WHAT TO WORK ON → Render the data as a Markdown table with the columns Row and Text, starting at the beginning of the data and ending at the line that contains "0 199 60 222", both ends included. Skip blank lines and leave the pictures out.

INFORMATION GIVEN →

+++

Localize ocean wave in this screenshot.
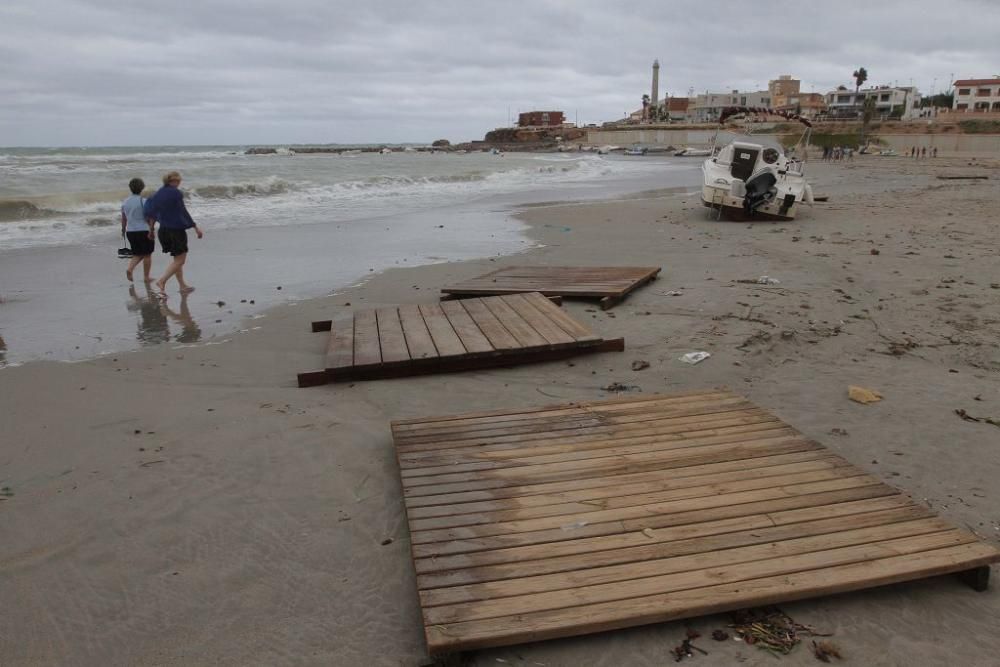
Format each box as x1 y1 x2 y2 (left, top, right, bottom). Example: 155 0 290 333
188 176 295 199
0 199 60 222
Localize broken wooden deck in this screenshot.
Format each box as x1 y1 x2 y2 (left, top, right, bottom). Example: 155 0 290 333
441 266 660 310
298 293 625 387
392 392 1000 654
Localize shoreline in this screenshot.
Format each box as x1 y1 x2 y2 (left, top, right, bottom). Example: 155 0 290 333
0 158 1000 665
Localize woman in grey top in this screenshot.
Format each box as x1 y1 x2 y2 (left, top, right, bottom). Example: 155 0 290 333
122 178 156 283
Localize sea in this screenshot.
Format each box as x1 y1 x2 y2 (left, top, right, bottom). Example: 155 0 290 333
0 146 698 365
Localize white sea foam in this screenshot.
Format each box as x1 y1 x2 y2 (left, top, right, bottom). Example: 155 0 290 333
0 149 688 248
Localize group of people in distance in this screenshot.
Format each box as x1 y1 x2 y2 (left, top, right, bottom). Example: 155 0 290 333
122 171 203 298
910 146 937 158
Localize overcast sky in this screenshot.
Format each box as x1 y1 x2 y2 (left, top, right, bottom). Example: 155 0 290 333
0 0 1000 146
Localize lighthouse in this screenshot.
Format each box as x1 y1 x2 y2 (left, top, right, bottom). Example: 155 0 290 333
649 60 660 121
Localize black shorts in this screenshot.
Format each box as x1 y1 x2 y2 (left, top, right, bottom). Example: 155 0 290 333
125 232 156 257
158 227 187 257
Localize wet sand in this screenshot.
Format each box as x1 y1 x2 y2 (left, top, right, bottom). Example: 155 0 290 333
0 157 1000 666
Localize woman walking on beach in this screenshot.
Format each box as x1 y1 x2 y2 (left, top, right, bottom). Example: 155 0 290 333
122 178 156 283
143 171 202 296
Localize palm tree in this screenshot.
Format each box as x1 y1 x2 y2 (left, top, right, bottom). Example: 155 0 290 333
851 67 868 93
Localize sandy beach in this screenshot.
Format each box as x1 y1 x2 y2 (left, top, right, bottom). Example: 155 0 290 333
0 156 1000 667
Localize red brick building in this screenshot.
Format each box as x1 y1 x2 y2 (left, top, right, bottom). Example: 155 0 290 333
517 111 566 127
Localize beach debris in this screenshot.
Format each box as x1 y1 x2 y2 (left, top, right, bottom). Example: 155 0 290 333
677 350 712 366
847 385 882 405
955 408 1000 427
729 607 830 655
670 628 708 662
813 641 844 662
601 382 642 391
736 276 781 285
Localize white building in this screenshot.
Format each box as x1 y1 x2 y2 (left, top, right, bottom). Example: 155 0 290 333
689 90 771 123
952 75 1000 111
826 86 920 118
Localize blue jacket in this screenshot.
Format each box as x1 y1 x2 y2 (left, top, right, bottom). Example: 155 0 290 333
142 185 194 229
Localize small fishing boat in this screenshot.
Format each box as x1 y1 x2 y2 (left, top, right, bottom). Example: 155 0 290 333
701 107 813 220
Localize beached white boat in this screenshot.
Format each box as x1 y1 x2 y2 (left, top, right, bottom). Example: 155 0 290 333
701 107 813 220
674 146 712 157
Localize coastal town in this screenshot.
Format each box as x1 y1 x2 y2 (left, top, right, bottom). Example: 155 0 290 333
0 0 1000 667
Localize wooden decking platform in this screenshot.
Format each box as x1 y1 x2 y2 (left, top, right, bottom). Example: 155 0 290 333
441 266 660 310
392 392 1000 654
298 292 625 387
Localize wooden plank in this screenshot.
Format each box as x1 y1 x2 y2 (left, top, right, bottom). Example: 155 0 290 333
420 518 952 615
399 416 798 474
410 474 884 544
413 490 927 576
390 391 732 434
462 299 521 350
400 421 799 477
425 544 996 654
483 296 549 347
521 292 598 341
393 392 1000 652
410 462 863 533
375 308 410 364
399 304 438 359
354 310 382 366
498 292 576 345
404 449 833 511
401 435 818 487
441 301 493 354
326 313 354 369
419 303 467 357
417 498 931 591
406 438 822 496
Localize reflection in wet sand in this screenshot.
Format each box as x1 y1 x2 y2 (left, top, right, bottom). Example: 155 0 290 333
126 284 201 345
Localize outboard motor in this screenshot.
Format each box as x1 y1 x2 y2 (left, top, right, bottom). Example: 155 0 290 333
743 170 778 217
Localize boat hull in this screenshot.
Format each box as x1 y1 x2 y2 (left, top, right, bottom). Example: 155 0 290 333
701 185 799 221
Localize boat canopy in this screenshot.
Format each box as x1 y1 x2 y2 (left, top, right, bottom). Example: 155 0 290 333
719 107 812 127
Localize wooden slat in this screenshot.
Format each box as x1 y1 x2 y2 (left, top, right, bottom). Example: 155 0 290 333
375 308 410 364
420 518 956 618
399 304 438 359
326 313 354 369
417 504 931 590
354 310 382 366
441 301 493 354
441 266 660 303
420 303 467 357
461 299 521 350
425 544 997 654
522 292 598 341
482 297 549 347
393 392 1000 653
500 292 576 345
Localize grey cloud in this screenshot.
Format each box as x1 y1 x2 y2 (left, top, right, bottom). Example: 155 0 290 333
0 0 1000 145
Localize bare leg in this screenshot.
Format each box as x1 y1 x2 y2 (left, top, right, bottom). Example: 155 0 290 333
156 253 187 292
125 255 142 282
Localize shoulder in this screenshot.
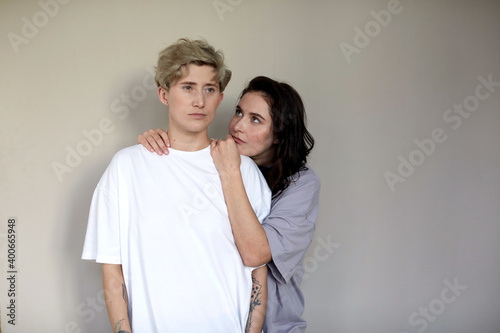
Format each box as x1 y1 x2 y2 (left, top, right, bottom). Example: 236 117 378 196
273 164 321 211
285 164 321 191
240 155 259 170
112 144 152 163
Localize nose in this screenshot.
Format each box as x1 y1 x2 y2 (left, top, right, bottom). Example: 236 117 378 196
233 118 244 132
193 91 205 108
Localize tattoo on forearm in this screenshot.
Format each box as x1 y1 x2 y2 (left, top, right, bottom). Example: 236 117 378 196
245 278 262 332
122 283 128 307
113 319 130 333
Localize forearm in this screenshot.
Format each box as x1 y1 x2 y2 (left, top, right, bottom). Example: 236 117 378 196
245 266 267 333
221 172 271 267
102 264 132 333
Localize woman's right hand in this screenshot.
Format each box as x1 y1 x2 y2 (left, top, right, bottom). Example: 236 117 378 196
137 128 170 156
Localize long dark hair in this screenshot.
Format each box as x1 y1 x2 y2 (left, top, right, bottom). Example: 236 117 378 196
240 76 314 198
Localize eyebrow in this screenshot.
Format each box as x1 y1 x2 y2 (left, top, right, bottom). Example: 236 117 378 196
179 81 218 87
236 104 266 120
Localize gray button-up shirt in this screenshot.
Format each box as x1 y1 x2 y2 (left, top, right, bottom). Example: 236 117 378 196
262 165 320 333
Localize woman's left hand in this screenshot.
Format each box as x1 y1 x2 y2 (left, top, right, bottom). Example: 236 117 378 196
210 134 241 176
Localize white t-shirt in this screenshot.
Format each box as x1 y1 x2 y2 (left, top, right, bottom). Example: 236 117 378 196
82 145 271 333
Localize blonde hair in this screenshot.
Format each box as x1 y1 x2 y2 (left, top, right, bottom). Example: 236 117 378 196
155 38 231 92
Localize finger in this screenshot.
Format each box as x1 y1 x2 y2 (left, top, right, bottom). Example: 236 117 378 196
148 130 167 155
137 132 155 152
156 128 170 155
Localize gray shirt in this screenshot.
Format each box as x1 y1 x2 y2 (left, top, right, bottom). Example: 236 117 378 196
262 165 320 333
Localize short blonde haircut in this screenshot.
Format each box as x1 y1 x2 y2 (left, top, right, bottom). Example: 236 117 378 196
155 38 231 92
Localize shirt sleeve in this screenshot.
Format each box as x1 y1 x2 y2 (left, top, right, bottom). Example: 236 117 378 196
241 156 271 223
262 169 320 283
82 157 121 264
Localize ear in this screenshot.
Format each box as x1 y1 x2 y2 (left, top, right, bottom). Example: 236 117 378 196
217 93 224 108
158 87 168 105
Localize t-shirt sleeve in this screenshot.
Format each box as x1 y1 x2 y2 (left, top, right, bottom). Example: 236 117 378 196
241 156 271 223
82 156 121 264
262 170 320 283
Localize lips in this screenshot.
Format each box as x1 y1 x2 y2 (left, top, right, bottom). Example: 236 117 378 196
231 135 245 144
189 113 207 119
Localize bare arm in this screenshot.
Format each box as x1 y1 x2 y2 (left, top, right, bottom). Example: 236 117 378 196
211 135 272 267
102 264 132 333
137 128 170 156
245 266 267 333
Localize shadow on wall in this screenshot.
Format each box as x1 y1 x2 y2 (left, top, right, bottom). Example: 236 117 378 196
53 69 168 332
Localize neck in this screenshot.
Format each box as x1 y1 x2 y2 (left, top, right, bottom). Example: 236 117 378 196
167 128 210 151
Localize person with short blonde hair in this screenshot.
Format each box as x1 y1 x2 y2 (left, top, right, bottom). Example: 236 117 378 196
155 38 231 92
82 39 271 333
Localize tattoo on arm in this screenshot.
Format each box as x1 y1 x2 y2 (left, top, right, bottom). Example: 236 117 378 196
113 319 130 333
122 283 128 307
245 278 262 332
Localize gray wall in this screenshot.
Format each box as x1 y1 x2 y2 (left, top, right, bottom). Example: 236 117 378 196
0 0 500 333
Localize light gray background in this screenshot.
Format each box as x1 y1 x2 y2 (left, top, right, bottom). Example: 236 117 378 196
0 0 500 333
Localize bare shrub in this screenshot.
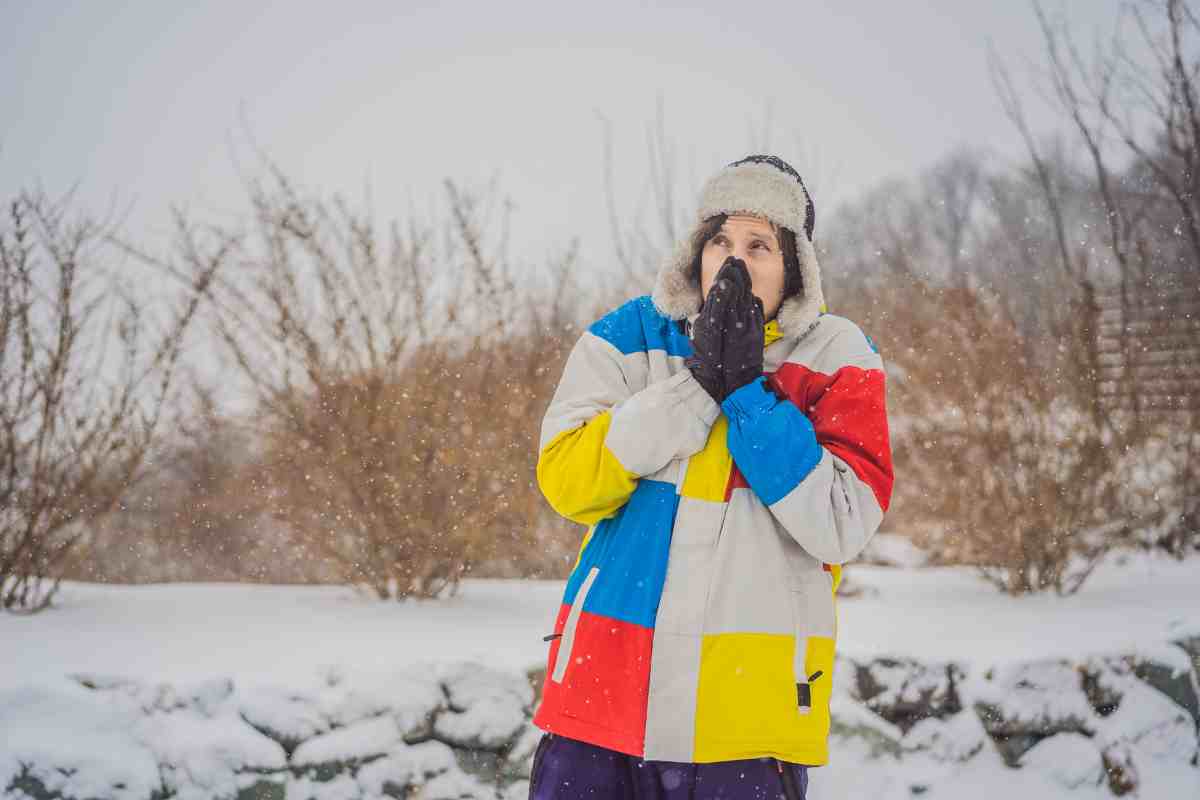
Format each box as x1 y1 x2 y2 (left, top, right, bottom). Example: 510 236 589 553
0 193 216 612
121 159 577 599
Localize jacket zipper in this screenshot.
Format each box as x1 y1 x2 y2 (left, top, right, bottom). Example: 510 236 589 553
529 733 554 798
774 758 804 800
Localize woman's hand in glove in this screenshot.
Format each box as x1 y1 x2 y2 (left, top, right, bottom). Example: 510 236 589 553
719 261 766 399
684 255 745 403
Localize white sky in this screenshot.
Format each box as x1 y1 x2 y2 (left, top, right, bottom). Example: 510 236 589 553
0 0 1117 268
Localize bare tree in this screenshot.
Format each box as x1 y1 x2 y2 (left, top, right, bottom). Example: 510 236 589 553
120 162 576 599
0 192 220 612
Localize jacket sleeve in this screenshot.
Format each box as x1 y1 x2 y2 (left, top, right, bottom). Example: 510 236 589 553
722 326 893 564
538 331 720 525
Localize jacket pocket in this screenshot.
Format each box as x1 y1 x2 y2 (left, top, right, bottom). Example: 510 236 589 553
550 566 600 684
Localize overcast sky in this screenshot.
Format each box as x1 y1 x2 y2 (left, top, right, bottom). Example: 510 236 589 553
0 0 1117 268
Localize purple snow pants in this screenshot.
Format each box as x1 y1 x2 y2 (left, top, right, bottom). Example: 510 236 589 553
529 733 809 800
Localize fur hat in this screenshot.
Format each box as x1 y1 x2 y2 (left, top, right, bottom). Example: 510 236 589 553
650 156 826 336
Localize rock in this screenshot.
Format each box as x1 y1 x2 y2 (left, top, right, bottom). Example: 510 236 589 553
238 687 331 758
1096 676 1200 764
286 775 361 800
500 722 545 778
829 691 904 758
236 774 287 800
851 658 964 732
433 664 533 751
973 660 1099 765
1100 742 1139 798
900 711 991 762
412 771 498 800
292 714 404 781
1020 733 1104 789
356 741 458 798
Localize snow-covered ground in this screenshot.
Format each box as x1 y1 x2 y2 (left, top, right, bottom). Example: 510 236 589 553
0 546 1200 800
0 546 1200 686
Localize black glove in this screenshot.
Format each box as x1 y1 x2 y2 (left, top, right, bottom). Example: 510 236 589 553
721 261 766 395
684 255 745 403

+++

SOLUTION →
| Row | Text |
|---|---|
| 1 | Localize ocean wave in this screenshot. |
| 2 | Format each box as x1 y1 x2 y2 (left, top, right, bottom). Example: 155 0 290 333 |
| 3 | 188 176 295 199 |
| 4 | 0 199 60 222 |